**RECORDS TO USE**
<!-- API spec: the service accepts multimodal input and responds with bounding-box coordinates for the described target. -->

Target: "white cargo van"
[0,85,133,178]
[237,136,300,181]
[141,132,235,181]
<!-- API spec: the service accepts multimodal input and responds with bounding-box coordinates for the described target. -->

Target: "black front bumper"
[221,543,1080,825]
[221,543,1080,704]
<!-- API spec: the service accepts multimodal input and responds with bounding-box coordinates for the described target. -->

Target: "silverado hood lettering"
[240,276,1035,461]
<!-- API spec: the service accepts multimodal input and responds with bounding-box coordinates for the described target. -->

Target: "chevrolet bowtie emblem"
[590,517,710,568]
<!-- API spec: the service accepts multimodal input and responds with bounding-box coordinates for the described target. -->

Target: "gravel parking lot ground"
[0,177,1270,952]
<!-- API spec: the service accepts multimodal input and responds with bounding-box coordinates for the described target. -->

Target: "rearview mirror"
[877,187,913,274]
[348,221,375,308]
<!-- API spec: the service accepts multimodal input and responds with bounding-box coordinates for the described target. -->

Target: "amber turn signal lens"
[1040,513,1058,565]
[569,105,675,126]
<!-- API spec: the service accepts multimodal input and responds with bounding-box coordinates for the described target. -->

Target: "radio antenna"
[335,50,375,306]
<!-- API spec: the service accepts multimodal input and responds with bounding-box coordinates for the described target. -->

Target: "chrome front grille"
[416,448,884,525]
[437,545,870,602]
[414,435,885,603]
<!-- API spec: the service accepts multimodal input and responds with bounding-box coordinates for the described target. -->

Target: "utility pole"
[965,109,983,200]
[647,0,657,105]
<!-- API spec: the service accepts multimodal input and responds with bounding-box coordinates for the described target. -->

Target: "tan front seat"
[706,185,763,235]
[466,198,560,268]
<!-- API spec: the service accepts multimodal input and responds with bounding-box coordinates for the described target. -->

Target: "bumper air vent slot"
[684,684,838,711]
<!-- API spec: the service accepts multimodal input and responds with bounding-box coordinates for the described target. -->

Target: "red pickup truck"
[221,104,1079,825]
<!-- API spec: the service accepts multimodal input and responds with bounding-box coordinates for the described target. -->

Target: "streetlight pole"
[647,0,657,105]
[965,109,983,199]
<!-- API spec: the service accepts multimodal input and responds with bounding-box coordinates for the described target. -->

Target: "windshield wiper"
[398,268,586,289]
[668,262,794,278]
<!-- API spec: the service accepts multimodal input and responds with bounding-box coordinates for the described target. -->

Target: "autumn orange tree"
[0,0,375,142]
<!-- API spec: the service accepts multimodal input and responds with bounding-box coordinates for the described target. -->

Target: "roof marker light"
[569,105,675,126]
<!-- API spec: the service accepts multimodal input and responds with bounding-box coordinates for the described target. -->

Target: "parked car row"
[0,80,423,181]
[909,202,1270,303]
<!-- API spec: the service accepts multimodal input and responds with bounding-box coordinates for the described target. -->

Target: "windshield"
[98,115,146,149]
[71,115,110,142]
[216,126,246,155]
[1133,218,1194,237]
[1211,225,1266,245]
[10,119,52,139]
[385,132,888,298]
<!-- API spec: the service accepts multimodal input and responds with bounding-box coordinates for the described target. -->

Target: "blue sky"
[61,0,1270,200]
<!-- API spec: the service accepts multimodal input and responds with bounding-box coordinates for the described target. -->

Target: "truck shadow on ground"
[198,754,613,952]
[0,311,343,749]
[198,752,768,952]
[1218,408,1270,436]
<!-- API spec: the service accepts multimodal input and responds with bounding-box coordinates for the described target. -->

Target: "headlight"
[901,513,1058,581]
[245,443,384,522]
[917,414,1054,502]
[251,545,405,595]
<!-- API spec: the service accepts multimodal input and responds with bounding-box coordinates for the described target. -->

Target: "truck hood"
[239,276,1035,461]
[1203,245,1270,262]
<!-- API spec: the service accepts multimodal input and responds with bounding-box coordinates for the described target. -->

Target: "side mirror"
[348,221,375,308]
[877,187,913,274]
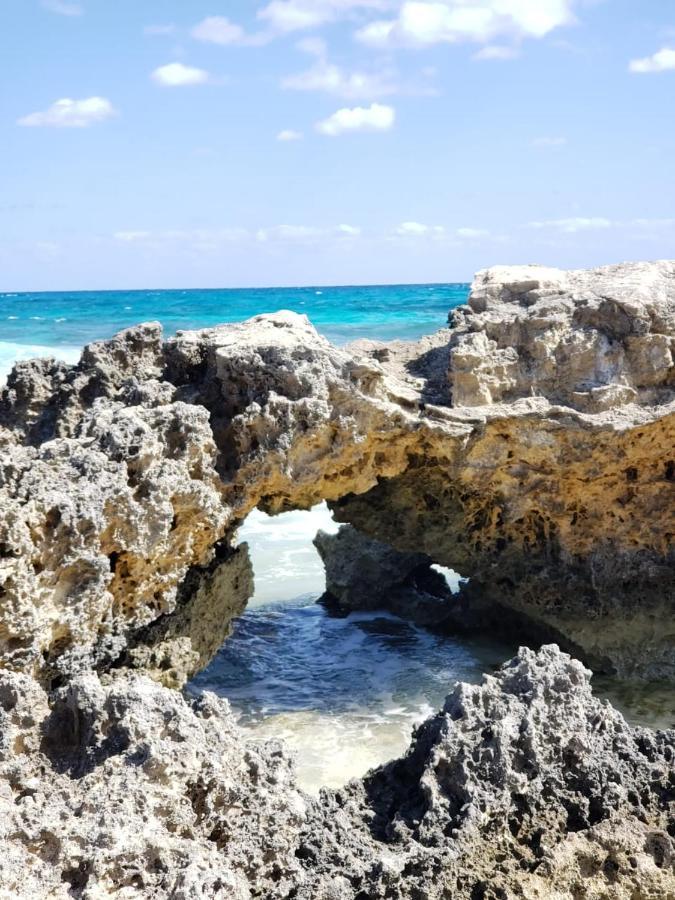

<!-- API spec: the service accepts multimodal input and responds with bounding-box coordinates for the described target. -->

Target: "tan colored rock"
[0,262,675,683]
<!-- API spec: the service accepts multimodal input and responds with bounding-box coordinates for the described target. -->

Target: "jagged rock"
[296,646,675,900]
[0,263,675,684]
[0,647,675,900]
[314,525,466,629]
[0,671,307,900]
[449,262,675,412]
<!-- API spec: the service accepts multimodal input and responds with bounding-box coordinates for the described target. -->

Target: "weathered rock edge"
[0,646,675,900]
[0,262,675,685]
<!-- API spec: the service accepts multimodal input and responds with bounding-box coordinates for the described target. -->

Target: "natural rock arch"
[0,263,675,685]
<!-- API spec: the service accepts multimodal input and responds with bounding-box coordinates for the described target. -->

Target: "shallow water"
[192,504,675,793]
[193,594,512,792]
[0,312,675,791]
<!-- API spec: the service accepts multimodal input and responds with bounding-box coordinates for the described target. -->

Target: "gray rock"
[0,647,675,900]
[0,263,675,684]
[314,525,464,630]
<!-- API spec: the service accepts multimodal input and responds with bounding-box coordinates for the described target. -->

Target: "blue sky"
[0,0,675,290]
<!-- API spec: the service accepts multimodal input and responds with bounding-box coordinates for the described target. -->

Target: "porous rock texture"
[0,647,675,900]
[314,525,460,631]
[0,262,675,685]
[298,646,675,900]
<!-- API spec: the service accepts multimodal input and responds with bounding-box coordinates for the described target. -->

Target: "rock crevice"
[0,262,675,684]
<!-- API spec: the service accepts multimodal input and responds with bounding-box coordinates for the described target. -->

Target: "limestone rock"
[0,262,675,684]
[298,647,675,900]
[449,262,675,404]
[0,647,675,900]
[314,525,465,628]
[0,671,307,900]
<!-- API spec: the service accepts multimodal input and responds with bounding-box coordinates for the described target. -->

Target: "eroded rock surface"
[0,671,307,900]
[299,646,675,900]
[0,647,675,900]
[314,525,460,630]
[0,262,675,685]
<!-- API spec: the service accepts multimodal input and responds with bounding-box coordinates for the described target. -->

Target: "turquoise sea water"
[0,284,469,356]
[0,284,675,791]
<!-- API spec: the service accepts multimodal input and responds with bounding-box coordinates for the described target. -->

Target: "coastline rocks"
[0,262,675,686]
[449,261,675,413]
[314,525,465,627]
[0,672,307,900]
[298,646,675,900]
[0,647,675,900]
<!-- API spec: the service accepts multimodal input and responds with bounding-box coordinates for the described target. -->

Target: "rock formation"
[314,525,460,631]
[0,647,675,900]
[0,262,675,900]
[0,262,675,685]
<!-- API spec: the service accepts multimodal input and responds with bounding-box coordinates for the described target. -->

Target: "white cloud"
[190,16,245,46]
[256,225,322,243]
[113,227,251,249]
[18,97,117,128]
[295,37,328,56]
[357,0,576,47]
[532,137,567,149]
[471,44,518,62]
[113,231,152,244]
[336,225,361,237]
[143,25,176,37]
[258,0,387,33]
[394,222,445,237]
[281,59,396,100]
[277,128,304,142]
[528,216,615,234]
[316,103,396,137]
[628,47,675,74]
[150,63,209,87]
[42,0,84,16]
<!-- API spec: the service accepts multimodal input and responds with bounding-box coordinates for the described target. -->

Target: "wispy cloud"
[455,227,490,241]
[150,62,209,87]
[112,224,361,251]
[471,44,520,62]
[40,0,84,16]
[394,222,445,237]
[190,16,245,47]
[281,57,397,100]
[143,23,177,37]
[628,47,675,75]
[316,103,396,137]
[357,0,576,47]
[527,216,614,234]
[258,0,388,34]
[17,97,117,128]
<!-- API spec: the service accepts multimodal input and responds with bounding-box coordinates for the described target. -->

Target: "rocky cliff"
[0,647,675,900]
[0,262,675,684]
[0,262,675,900]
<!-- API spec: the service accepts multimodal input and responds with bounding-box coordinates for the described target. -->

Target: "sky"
[0,0,675,291]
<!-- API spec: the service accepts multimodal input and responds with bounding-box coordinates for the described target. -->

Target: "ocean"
[0,284,469,378]
[0,284,675,792]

**AIM**
Reproduce the records word for word, from their first line through the line containing "[590,517,710,568]", with both of those lines included.

**ANSWER FOR THE TASK**
<!-- API spec: the service accepts multimodal input and responds with bounding-box coordinates for the described target. -->

Target: "white cargo van"
[0,85,133,178]
[237,136,300,181]
[141,132,235,181]
<!-- API spec: the service accepts multimodal input and responds with bounding-box coordinates for the described target. -->

Target: "black front bumper"
[221,543,1080,825]
[221,543,1080,704]
<!-- API spec: the service accepts multimodal input and responds with bounding-box coordinates for the described target. -->

Target: "silverado hood lettering"
[240,276,1035,461]
<!-- API spec: the service accepts multimodal input and responds with bounding-box coordinates for the described target. -->

Target: "chevrolet bowtie emblem"
[590,517,710,568]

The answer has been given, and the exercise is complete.